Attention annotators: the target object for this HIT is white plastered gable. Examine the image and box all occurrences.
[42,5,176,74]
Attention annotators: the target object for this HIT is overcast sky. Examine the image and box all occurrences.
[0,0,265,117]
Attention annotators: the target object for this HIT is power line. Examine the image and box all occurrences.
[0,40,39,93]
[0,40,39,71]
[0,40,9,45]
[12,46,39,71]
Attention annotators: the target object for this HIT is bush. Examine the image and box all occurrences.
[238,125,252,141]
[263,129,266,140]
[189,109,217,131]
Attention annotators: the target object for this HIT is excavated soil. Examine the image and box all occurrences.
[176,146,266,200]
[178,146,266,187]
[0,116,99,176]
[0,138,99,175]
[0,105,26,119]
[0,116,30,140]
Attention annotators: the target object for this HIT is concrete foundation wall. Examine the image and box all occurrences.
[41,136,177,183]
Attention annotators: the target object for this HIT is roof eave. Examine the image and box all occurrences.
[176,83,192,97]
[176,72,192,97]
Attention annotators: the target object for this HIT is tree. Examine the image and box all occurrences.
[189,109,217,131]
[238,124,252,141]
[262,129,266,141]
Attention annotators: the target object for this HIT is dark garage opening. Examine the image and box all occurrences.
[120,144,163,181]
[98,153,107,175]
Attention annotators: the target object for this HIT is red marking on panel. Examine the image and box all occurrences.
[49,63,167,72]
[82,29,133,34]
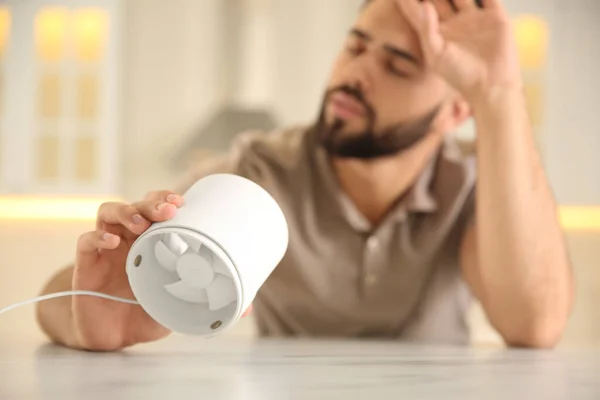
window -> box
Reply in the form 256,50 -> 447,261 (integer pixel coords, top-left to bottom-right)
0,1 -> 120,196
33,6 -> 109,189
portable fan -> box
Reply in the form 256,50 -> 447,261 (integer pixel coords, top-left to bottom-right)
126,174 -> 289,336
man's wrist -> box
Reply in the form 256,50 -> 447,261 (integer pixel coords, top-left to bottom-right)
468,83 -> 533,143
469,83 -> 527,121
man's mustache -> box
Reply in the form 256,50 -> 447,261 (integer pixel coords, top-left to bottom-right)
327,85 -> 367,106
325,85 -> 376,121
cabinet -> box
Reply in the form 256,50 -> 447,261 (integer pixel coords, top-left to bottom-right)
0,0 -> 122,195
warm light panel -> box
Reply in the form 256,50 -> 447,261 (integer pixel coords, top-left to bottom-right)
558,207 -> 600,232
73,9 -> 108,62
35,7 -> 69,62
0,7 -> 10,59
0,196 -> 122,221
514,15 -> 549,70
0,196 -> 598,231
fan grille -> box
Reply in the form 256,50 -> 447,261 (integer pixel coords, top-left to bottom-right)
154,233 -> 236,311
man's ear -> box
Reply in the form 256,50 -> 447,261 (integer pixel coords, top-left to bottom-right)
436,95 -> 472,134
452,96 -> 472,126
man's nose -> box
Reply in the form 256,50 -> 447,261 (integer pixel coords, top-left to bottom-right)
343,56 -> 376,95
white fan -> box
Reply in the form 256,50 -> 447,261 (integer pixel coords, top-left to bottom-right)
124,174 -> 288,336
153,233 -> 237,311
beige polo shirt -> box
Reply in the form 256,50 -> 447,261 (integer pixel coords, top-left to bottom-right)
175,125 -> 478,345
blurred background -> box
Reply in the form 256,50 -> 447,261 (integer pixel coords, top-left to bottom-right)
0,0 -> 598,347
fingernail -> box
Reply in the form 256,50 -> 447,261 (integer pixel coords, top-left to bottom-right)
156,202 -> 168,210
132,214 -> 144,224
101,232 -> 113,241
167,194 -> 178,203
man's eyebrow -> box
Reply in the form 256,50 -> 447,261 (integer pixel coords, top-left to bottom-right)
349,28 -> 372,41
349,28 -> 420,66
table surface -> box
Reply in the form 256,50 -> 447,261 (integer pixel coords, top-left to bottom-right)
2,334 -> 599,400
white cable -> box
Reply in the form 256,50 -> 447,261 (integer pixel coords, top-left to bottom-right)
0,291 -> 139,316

- - -

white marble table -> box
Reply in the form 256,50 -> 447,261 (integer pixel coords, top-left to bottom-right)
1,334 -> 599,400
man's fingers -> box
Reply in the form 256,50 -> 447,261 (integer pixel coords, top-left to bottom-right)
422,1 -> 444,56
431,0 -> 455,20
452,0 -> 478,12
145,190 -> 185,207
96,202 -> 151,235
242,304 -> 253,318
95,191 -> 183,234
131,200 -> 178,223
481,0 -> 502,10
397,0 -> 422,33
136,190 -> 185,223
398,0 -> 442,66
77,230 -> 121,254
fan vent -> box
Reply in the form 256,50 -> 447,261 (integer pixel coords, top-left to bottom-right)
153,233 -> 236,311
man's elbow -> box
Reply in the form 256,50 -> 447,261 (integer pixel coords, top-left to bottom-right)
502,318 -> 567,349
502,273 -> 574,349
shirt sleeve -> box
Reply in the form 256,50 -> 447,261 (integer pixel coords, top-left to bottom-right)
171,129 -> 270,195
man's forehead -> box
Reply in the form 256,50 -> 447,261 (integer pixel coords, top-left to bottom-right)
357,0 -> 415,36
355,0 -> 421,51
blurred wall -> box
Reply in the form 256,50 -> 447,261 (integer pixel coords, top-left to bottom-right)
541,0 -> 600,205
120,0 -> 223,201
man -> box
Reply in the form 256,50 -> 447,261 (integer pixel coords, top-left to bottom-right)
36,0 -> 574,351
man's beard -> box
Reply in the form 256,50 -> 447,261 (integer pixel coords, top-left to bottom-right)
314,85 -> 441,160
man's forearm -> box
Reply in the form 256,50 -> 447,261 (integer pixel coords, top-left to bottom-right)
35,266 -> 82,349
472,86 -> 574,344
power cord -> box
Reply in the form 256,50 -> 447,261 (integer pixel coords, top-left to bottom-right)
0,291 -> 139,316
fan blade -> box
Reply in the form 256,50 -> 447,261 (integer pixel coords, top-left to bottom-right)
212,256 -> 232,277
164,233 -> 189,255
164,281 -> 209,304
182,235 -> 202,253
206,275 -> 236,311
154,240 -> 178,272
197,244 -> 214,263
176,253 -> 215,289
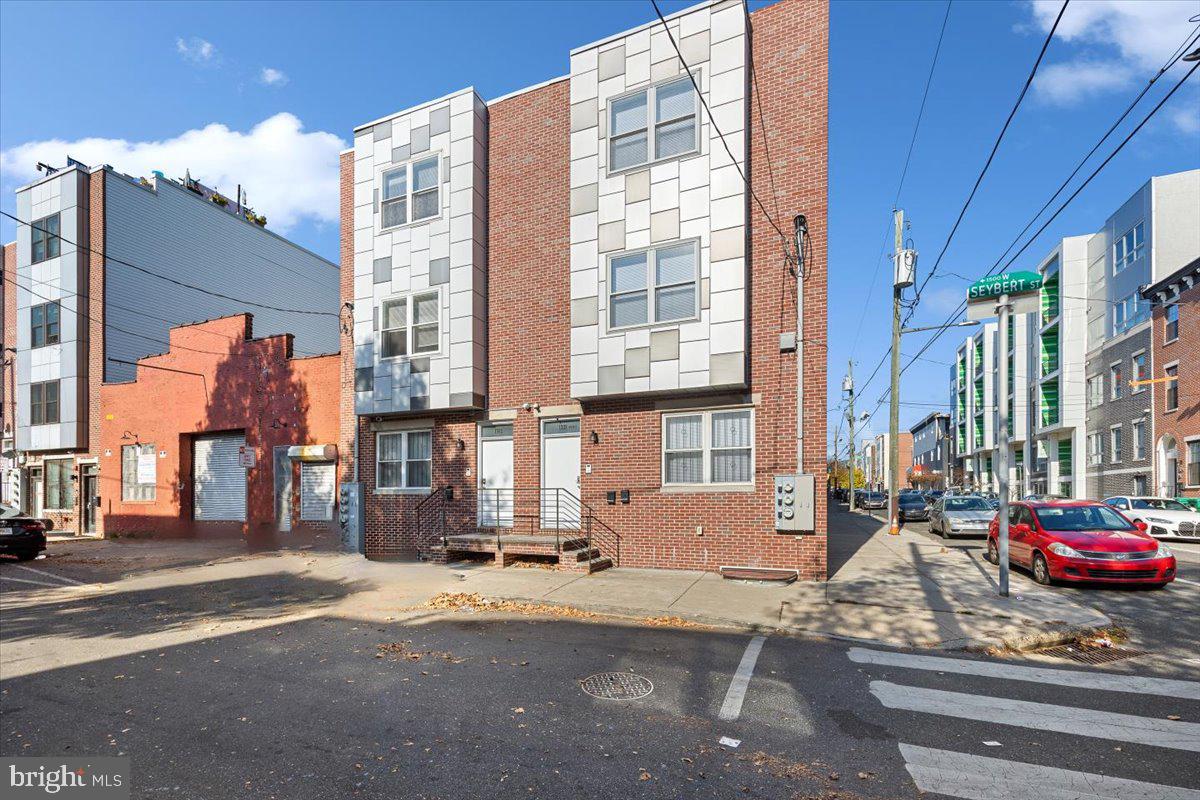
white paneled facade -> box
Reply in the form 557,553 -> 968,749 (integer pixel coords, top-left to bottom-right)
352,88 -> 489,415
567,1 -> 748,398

- - -

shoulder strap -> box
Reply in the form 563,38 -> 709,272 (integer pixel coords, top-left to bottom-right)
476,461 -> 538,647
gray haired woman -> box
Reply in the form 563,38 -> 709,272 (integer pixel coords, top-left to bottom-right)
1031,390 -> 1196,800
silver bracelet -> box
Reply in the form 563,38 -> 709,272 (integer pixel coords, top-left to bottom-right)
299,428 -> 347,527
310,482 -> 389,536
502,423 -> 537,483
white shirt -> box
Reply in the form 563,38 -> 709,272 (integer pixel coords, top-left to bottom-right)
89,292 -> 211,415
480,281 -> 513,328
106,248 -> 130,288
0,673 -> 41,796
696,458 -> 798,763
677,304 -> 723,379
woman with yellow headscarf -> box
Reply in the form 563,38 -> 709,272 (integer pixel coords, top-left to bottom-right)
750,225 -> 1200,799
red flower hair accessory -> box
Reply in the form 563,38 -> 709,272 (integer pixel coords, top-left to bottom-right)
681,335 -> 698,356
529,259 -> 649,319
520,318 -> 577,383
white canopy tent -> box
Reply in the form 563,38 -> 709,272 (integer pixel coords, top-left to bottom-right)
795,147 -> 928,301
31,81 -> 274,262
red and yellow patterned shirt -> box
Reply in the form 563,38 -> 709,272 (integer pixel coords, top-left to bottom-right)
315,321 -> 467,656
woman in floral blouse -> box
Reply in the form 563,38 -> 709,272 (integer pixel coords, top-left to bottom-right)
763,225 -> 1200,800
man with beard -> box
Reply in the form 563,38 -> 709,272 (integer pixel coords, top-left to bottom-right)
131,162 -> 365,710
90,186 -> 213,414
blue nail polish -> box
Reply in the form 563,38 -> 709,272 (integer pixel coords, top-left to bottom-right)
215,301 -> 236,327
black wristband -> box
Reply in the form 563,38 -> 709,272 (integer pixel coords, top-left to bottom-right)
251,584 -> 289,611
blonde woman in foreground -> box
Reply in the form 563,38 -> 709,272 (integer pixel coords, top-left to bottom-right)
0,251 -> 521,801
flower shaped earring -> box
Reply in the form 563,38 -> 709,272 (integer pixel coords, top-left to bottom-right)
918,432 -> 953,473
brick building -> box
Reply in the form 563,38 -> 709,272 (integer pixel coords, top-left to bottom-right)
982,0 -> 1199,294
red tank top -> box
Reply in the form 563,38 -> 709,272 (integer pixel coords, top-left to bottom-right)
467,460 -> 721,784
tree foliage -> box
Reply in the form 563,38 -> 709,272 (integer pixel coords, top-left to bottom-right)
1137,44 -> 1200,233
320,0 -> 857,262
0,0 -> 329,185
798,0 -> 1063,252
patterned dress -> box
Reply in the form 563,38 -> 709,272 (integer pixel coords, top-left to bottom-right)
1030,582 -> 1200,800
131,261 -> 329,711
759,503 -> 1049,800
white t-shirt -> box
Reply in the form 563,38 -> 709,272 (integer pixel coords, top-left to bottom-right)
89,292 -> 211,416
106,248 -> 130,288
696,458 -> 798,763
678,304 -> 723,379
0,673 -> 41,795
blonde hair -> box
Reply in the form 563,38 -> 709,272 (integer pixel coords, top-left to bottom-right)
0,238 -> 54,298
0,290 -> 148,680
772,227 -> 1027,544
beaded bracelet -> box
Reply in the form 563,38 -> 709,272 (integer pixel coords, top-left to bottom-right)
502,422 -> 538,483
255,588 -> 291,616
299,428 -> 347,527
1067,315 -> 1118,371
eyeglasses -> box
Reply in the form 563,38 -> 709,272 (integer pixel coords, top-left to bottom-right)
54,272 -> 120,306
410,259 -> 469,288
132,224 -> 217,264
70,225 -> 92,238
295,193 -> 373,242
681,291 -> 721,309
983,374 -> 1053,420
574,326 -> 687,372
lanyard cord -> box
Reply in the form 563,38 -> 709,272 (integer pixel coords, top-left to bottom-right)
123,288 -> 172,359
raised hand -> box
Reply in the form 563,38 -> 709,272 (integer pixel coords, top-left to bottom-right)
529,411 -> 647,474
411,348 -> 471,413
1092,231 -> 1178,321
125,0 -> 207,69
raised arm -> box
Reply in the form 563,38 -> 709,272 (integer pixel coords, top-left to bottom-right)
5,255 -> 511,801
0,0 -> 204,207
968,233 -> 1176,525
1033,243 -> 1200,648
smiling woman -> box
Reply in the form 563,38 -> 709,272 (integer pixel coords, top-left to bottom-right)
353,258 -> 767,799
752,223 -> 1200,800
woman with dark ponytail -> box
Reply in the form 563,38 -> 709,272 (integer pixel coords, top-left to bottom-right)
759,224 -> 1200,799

- - -

What is being asked: Tally up the lines above in which "flower" occurs. Give the result as a bare number.

Final answer: 2